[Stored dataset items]
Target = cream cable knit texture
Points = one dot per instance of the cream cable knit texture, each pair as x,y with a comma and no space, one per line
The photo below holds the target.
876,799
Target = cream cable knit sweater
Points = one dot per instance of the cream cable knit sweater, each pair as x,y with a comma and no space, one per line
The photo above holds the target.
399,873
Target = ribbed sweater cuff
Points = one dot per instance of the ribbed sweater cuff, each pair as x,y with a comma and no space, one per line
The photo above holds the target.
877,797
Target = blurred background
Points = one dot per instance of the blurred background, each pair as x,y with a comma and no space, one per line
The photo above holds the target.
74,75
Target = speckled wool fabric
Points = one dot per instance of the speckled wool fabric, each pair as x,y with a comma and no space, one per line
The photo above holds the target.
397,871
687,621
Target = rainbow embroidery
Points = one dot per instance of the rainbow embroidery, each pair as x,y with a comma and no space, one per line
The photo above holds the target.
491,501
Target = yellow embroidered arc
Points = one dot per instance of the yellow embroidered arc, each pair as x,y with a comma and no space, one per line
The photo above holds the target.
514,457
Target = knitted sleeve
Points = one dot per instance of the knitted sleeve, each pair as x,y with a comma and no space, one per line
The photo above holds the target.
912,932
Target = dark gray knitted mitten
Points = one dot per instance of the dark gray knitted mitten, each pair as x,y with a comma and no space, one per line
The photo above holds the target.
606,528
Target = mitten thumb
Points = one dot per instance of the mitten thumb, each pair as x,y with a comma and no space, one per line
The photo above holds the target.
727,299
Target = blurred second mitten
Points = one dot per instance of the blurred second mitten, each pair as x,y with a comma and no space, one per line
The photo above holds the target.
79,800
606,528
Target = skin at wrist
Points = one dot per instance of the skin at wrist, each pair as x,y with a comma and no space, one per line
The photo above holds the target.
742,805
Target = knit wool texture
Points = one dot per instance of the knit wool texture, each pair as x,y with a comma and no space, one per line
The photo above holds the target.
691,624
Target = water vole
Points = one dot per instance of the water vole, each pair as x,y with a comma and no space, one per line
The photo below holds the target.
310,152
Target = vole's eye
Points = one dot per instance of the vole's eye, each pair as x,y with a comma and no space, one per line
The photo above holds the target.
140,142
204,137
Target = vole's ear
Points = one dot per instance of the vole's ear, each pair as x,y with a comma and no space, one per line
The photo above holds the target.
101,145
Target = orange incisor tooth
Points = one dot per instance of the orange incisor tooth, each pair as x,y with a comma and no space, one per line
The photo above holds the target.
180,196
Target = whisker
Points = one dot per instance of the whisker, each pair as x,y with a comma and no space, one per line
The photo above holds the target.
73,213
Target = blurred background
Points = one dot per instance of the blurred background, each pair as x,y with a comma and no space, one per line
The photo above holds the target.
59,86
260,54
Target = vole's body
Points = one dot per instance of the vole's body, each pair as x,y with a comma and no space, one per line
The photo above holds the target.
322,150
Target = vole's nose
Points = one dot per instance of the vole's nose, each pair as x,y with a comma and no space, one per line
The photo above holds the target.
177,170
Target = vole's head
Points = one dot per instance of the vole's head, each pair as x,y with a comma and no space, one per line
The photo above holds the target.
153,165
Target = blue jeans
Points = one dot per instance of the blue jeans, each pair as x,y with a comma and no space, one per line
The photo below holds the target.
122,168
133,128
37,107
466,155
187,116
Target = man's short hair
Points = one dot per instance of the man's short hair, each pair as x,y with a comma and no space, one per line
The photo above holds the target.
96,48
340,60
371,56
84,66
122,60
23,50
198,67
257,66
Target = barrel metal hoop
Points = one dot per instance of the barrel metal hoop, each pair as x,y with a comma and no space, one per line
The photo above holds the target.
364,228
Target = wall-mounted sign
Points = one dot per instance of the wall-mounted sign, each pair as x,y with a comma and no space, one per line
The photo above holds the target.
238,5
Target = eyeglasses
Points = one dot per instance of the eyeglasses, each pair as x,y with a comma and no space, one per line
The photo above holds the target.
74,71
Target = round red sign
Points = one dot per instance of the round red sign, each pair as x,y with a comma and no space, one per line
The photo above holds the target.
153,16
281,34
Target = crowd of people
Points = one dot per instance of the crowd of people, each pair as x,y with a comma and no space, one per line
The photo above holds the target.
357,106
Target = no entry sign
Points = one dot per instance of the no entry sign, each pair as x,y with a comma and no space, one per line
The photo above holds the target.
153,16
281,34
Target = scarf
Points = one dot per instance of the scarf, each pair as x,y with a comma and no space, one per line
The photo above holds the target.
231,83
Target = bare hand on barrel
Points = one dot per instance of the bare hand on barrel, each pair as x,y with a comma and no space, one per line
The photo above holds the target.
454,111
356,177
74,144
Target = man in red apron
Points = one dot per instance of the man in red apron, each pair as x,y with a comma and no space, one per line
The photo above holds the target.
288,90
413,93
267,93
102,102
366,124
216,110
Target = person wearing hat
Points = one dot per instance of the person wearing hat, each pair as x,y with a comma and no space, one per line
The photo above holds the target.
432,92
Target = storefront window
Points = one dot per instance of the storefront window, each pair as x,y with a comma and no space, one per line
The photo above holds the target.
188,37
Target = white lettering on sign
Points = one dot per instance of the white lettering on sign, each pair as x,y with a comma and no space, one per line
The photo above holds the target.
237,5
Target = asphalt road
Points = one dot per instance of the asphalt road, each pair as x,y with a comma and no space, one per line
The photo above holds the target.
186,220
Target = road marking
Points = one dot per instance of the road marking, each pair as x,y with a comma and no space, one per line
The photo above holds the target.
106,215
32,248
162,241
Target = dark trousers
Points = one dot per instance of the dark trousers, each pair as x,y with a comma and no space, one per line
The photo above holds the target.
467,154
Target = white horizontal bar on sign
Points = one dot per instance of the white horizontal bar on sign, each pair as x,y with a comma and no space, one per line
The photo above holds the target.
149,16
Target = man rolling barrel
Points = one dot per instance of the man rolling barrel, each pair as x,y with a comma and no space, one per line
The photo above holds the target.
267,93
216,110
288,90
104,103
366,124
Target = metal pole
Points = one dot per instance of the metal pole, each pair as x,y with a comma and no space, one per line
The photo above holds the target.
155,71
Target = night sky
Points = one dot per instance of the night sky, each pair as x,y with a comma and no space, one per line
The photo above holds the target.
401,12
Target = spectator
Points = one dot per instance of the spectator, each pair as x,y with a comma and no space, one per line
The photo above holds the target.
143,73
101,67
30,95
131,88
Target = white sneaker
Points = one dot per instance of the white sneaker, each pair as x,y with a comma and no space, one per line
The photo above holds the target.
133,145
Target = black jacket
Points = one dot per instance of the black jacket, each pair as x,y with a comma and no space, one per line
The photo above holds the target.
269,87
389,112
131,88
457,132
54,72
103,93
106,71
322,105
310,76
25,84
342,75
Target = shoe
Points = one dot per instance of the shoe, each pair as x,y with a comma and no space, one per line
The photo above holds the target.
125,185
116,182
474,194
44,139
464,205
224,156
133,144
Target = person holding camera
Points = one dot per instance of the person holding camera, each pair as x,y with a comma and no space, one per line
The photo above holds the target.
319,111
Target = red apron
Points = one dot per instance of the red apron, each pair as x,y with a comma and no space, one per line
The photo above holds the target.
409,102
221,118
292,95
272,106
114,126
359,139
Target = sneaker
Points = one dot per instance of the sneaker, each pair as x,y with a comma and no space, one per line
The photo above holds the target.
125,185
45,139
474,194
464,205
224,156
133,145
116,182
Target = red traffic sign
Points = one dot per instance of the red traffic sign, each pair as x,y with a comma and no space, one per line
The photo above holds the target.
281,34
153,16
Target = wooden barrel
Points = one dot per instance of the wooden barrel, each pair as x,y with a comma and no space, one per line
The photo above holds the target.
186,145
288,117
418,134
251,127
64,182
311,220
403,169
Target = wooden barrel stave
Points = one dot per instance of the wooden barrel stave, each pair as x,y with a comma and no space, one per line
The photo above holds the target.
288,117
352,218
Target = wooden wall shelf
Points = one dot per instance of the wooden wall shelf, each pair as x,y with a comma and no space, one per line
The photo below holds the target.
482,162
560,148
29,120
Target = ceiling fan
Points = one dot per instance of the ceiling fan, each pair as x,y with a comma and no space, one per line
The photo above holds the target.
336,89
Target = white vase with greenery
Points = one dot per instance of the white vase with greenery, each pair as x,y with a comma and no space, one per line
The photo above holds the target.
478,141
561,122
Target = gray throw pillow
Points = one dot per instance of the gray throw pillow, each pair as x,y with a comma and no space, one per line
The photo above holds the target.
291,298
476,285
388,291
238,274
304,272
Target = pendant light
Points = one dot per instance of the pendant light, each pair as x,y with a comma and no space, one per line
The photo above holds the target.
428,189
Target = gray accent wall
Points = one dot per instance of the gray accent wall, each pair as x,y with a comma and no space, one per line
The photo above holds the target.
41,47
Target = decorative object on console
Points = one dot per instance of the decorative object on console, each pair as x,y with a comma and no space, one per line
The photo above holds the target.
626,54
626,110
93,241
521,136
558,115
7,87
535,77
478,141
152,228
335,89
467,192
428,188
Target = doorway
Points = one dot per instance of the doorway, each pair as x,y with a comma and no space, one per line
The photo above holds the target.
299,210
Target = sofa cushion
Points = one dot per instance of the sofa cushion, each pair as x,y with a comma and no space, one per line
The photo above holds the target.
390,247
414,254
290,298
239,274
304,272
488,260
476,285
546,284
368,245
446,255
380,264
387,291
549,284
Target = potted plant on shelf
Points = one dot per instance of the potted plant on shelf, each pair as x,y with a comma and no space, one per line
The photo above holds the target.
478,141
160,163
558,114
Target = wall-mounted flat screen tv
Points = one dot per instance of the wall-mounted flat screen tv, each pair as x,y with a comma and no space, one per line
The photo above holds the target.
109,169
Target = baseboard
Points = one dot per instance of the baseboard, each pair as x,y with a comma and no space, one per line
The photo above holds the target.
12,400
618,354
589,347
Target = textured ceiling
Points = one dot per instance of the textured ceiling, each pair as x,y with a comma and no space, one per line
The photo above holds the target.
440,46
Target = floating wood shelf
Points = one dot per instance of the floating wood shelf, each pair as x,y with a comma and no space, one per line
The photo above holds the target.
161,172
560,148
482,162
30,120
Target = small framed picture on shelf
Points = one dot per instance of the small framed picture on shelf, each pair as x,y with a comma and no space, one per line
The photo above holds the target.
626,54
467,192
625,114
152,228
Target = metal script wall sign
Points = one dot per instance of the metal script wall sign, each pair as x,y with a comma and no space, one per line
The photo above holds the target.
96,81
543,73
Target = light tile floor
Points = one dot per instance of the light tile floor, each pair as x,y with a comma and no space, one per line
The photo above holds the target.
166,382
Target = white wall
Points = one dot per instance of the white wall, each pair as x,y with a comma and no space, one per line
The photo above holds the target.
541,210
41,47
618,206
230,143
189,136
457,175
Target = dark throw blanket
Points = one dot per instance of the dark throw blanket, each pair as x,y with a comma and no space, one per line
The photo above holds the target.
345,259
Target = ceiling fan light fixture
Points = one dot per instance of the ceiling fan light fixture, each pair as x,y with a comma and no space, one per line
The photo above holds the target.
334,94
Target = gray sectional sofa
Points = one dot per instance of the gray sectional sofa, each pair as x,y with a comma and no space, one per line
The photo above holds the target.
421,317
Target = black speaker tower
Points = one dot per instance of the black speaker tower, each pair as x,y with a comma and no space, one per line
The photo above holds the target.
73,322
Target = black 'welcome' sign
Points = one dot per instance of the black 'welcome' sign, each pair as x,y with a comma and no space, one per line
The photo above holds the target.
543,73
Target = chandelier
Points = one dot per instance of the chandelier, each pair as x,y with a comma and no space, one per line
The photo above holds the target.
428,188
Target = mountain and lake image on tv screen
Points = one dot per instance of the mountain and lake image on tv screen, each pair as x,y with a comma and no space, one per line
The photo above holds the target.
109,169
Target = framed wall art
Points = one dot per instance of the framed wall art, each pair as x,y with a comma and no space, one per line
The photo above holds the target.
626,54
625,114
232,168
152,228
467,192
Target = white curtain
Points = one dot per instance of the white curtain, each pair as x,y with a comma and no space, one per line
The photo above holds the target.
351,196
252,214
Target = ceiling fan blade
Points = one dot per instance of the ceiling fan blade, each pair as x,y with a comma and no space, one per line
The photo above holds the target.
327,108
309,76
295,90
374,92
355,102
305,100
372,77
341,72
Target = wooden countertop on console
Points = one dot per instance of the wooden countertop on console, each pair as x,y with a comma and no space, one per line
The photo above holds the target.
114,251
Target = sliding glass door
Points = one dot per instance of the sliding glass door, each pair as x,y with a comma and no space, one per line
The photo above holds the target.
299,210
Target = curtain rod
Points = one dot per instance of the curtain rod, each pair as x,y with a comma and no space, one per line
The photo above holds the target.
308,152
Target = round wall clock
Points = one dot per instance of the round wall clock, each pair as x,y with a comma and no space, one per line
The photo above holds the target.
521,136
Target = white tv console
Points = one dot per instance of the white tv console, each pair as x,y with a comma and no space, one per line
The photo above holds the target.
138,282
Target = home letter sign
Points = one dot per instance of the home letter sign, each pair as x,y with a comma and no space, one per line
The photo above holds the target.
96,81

> **DIRECTIVE**
Return exactly the lines from the one containing "Target = black 'welcome' sign" to the last line of the data, and nothing more.

> **THE ANSWER**
Target = black 'welcome' sign
Points = one dot per instance of the black 'welcome' sign, each pair as x,y with a comma and no space, one per line
The photo above holds the target.
543,73
Target = chandelier
Points = one dot per instance of the chandelier, each pair as x,y with a comma and no space, one per line
The photo above holds the target.
428,188
Target = mountain and lake image on tv screen
Points = one dot per instance of the mountain and lake image on tv screen, each pair as x,y with a comma and no space, one per line
The photo above holds the target.
109,169
Target = framed wall art
Points = one dot per instance of the framed wall art, each pair as x,y with a comma and no space, one per line
The photo above holds the target.
626,54
625,114
232,168
152,228
467,192
Target = white curtain
Points = one dot per instance of the white curtain, each pair as x,y with a comma and no space, one per line
The photo above holds the target.
351,196
252,214
Target = ceiling fan blade
Points = one dot per instance of the ceiling fan blade, each pair as x,y with a comma and no space, one per line
The photo above holds the target.
327,108
309,76
295,90
374,92
355,102
305,100
372,77
341,72
Target = wooden countertop on console
Points = one dot per instance of the wooden countertop on console, each pair as x,y with a comma and no space, one per line
The photo above holds the target.
114,251
Target = sliding glass door
Points = one dot per instance of the sliding glass door, each pair as x,y with a comma and no space, one per line
The photo above holds the target.
299,210
Target = curtain rod
Points = one dot per instance of the curtain rod, each pair as x,y with a comma and no space, one per line
The photo above holds the target.
308,152
Target = round wall clock
Points = one dot per instance of the round wall clock, each pair as x,y with a comma and no space, one per line
The photo above holds the target.
521,136
Target = white tv console
Points = one dot per instance of the white tv console, each pair as x,y with a comma and no space, one per line
The photo above holds the target.
138,282
Target = home letter sign
Points = one dot per instance of the home letter sign, each pair as x,y with a comma and no space, one per line
The photo above holds the target.
96,81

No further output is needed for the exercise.